PROVIDED RECORDS:
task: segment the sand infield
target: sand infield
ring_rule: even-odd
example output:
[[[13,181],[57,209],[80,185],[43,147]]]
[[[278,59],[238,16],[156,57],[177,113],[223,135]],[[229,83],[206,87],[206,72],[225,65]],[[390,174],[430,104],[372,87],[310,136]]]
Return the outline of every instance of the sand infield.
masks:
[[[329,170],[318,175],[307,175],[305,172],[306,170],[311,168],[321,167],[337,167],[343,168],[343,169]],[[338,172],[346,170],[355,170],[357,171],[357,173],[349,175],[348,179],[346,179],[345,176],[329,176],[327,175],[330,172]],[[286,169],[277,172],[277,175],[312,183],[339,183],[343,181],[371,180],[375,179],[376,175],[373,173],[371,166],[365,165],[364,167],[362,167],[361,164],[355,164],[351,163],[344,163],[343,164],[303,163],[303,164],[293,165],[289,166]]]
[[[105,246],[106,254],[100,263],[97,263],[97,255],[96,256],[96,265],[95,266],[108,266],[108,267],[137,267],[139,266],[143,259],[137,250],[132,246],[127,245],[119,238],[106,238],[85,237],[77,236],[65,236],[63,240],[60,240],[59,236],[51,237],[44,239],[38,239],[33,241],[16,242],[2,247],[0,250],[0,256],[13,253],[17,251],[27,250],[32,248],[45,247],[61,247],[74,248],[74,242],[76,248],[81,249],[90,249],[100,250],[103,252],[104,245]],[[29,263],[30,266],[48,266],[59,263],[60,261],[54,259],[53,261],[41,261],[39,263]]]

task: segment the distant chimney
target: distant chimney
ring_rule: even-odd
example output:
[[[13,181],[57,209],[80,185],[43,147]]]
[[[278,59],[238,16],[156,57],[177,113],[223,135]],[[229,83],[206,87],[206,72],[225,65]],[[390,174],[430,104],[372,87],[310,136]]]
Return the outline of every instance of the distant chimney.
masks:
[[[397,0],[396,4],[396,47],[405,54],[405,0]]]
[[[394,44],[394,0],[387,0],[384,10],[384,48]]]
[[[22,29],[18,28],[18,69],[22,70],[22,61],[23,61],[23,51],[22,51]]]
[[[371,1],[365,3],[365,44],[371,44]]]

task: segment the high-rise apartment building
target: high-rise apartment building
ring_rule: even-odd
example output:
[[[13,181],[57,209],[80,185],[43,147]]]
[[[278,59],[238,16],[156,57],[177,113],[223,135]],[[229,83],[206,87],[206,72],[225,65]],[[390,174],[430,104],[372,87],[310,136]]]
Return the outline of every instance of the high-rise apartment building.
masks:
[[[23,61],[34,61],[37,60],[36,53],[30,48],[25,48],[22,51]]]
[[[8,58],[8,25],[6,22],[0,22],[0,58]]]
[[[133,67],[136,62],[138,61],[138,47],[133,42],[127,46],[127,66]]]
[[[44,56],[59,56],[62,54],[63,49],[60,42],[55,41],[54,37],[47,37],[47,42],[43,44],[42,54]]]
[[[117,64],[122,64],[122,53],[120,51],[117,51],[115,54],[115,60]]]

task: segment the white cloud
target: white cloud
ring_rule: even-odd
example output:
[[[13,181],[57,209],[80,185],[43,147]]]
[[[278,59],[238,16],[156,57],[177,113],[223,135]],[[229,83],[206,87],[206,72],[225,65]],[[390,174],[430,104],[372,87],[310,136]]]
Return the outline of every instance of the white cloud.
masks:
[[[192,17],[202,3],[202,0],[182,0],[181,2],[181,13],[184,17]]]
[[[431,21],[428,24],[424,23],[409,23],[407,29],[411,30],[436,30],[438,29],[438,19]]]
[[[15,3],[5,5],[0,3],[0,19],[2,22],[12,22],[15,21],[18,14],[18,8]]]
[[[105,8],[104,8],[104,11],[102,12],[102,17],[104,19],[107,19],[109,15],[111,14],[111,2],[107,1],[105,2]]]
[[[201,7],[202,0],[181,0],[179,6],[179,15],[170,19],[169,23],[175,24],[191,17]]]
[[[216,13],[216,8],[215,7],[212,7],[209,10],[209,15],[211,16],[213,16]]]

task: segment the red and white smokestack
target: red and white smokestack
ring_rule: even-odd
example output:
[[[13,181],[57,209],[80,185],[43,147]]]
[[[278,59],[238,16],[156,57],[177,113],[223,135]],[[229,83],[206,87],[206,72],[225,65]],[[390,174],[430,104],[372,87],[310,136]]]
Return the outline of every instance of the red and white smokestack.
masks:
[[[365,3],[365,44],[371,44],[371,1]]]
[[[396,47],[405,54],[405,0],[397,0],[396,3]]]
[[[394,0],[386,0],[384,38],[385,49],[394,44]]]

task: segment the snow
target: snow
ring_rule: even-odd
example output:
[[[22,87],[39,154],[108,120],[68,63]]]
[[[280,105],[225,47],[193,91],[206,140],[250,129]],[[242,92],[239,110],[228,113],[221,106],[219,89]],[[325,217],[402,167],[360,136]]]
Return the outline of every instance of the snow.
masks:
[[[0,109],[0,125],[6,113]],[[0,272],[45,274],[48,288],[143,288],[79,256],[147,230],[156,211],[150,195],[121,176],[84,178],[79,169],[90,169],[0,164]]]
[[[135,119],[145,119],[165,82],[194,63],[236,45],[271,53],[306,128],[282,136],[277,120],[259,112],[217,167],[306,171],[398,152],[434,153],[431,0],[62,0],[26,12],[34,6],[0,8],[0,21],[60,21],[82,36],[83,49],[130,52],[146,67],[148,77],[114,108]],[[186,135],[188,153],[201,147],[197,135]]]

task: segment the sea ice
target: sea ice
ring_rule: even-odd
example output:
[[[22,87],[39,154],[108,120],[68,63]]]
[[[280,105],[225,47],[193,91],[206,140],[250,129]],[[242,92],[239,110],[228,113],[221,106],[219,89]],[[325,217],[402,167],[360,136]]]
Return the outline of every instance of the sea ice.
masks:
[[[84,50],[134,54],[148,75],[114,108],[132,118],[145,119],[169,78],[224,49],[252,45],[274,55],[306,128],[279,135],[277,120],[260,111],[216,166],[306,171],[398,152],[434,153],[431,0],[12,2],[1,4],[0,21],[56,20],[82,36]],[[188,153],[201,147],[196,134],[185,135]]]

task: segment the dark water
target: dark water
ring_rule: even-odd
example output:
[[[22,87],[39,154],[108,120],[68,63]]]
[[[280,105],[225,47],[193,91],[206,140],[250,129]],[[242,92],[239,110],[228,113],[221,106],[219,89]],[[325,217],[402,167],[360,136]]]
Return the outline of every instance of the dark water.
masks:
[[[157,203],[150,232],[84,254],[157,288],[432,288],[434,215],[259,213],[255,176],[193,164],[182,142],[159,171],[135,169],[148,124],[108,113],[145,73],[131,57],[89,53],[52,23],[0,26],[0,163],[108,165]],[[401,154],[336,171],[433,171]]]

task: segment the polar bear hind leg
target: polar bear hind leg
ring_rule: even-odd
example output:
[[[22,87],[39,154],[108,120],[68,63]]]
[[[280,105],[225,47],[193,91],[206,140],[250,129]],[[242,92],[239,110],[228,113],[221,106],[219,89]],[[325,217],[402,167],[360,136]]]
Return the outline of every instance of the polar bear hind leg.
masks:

PROBLEM DETAILS: Format every line of the data above as a numbered list, omitting the blank lines.

RESULT:
1. task: segment the sand infield
2. target: sand infield
3. ring_rule: even-odd
4. example output:
5. [[[13,181],[57,209],[80,185],[43,147]]]
6. [[[278,59],[238,16],[156,57],[177,113],[223,135]],[[229,83],[206,87],[206,72],[225,65]],[[390,174],[430,104],[372,87],[310,136]]]
7. Return the outline of every instance of the sand infield.
8. masks:
9. [[[329,170],[318,175],[307,175],[305,172],[306,170],[311,168],[321,167],[337,167],[343,168],[343,169]],[[338,172],[346,170],[355,170],[357,171],[357,173],[349,175],[348,179],[346,179],[345,176],[329,176],[327,175],[330,172]],[[286,169],[277,172],[277,175],[312,183],[339,183],[343,181],[371,180],[375,179],[376,175],[373,173],[371,166],[365,165],[364,167],[362,167],[361,164],[355,164],[351,163],[344,163],[343,164],[303,163],[303,164],[293,165],[289,166]]]
10. [[[105,246],[106,254],[100,263],[97,263],[97,255],[96,256],[96,265],[95,266],[108,266],[108,267],[137,267],[139,266],[143,259],[137,250],[132,246],[127,245],[119,238],[106,238],[85,237],[77,236],[65,236],[63,240],[60,240],[59,236],[51,237],[44,239],[38,239],[33,241],[16,242],[2,247],[0,250],[0,256],[13,253],[17,251],[27,250],[32,248],[45,247],[61,247],[74,248],[74,242],[76,248],[81,249],[90,249],[100,250],[103,252],[104,245]],[[29,263],[30,266],[48,266],[59,263],[60,261],[54,259],[53,261],[41,261],[39,263]]]
11. task: segment the distant chimney
12. target: distant chimney
13. ring_rule: even-odd
14. example output:
15. [[[13,181],[57,209],[80,185],[43,147]]]
16. [[[278,59],[238,16],[156,57],[177,113],[223,135]],[[229,83],[206,87],[206,72],[225,65]],[[390,174],[430,104],[372,87],[310,136]]]
17. Return the outline of every instance of the distant chimney.
18. masks:
19. [[[397,0],[396,4],[396,47],[405,54],[405,0]]]
20. [[[394,44],[394,0],[387,0],[384,10],[384,48]]]
21. [[[22,29],[18,28],[18,69],[22,70],[22,61],[23,61],[23,51],[22,51]]]
22. [[[371,1],[365,3],[365,44],[371,44]]]
23. task: segment the high-rise apartment building
24. target: high-rise apartment building
25. ring_rule: even-odd
26. example output:
27. [[[13,181],[57,209],[80,185],[43,147]]]
28. [[[278,59],[238,16],[156,57],[177,113],[223,135]],[[229,83],[206,87],[206,72],[225,65]],[[390,174],[430,104],[372,87],[310,136]]]
29. Return the outline of every instance of the high-rise apartment building.
30. masks:
31. [[[23,61],[34,61],[37,60],[36,53],[30,48],[25,48],[22,51]]]
32. [[[8,58],[8,25],[6,22],[0,22],[0,58]]]
33. [[[133,67],[136,62],[138,61],[138,47],[133,42],[127,46],[127,66]]]
34. [[[44,56],[59,56],[62,54],[63,49],[60,42],[55,41],[54,37],[47,37],[47,42],[43,44],[42,54]]]
35. [[[117,64],[122,64],[122,53],[120,51],[117,51],[115,54],[115,60]]]
36. task: segment the white cloud
37. target: white cloud
38. ring_rule: even-odd
39. example output:
40. [[[13,181],[57,209],[80,185],[43,147]]]
41. [[[278,59],[238,16],[156,57],[177,113],[223,135]],[[229,83],[206,87],[206,72],[225,65]],[[390,174],[430,104],[372,87],[310,136]]]
42. Return the outline of every instance of the white cloud.
43. masks:
44. [[[192,17],[202,3],[202,0],[182,0],[181,2],[181,13],[184,17]]]
45. [[[431,21],[428,24],[424,23],[409,23],[407,29],[411,30],[436,30],[438,29],[438,19]]]
46. [[[15,3],[5,5],[0,3],[0,19],[2,22],[12,22],[15,21],[18,14],[18,8]]]
47. [[[105,8],[104,8],[104,11],[102,12],[102,17],[104,19],[107,19],[109,15],[111,14],[111,2],[107,1],[105,2]]]
48. [[[201,7],[202,0],[181,0],[179,6],[179,15],[170,19],[169,23],[175,24],[191,17]]]
49. [[[216,13],[216,8],[215,7],[212,7],[209,10],[209,15],[211,16],[213,16]]]
50. task: segment the red and white smokestack
51. target: red and white smokestack
52. ring_rule: even-odd
53. example output:
54. [[[13,181],[57,209],[80,185],[43,147]]]
55. [[[278,59],[238,16],[156,57],[177,113],[223,135]],[[229,83],[206,87],[206,72],[225,65]],[[390,174],[430,104],[372,87],[310,136]]]
56. Return the outline of every instance of the red and white smokestack.
57. masks:
58. [[[365,3],[365,44],[371,44],[371,1]]]
59. [[[396,47],[405,54],[405,0],[397,0],[396,3]]]
60. [[[394,0],[386,0],[384,38],[385,49],[394,44]]]
61. task: segment the snow
62. target: snow
63. ring_rule: even-odd
64. example output:
65. [[[22,87],[39,154],[108,120],[68,63]]]
66. [[[280,105],[225,47],[193,91],[206,140],[250,129]],[[242,92],[239,110],[228,113],[221,106],[219,89]],[[325,217],[402,167],[360,136]]]
67. Return the outline of every instance of the snow.
68. masks:
69. [[[0,109],[0,125],[6,113]],[[0,272],[45,274],[48,288],[143,288],[79,256],[147,230],[156,211],[150,195],[121,176],[84,178],[79,169],[90,169],[0,164]]]
70. [[[135,119],[145,119],[165,82],[194,63],[236,45],[271,53],[306,128],[282,136],[277,120],[259,112],[217,167],[306,171],[398,152],[434,153],[431,0],[62,0],[26,12],[34,6],[0,8],[0,21],[60,21],[82,36],[83,49],[130,52],[146,67],[148,77],[114,108]],[[186,135],[188,153],[201,147],[197,135]]]
71. task: segment the sea ice
72. target: sea ice
73. ring_rule: even-odd
74. example output:
75. [[[22,87],[39,154],[108,120],[68,63]]]
76. [[[280,105],[225,47],[193,91],[206,140],[250,129]],[[242,92],[239,110],[228,113],[221,106],[219,89]],[[325,217],[402,167],[360,136]]]
77. Return the outline of every instance of the sea ice.
78. masks:
79. [[[84,50],[134,54],[148,75],[114,108],[132,118],[145,119],[169,78],[224,49],[252,45],[274,55],[306,128],[279,135],[277,120],[260,111],[216,166],[306,171],[398,152],[434,153],[431,0],[12,2],[1,4],[0,21],[56,20],[82,36]],[[188,153],[201,147],[196,134],[185,135]]]
80. task: segment the dark water
81. target: dark water
82. ring_rule: even-odd
83. example output:
84. [[[22,87],[39,154],[108,120],[68,63]]]
85. [[[280,105],[225,47],[193,91],[206,140],[250,129]],[[242,92],[239,110],[228,113],[221,106],[219,89]],[[325,217],[402,167],[360,136]]]
86. Return the outline of every instance of the dark water.
87. masks:
88. [[[157,203],[150,232],[84,254],[157,288],[432,288],[434,215],[259,213],[255,176],[193,164],[182,142],[159,171],[135,169],[148,124],[108,113],[145,73],[131,57],[89,53],[52,23],[0,26],[0,163],[108,165]],[[401,154],[336,171],[433,171]]]
89. task: segment the polar bear hind leg
90. target: polar bear hind leg
91. ring_rule: even-odd
92. example output:
93. [[[22,87],[39,154],[108,120],[68,63]]]
94. [[[280,105],[225,47],[193,91],[206,140],[250,129]],[[242,92],[239,110],[228,113],[221,106],[219,89]],[[325,217],[402,167],[360,136]]]
95. Return the outline of every instance of the polar bear hind leg.
96. masks:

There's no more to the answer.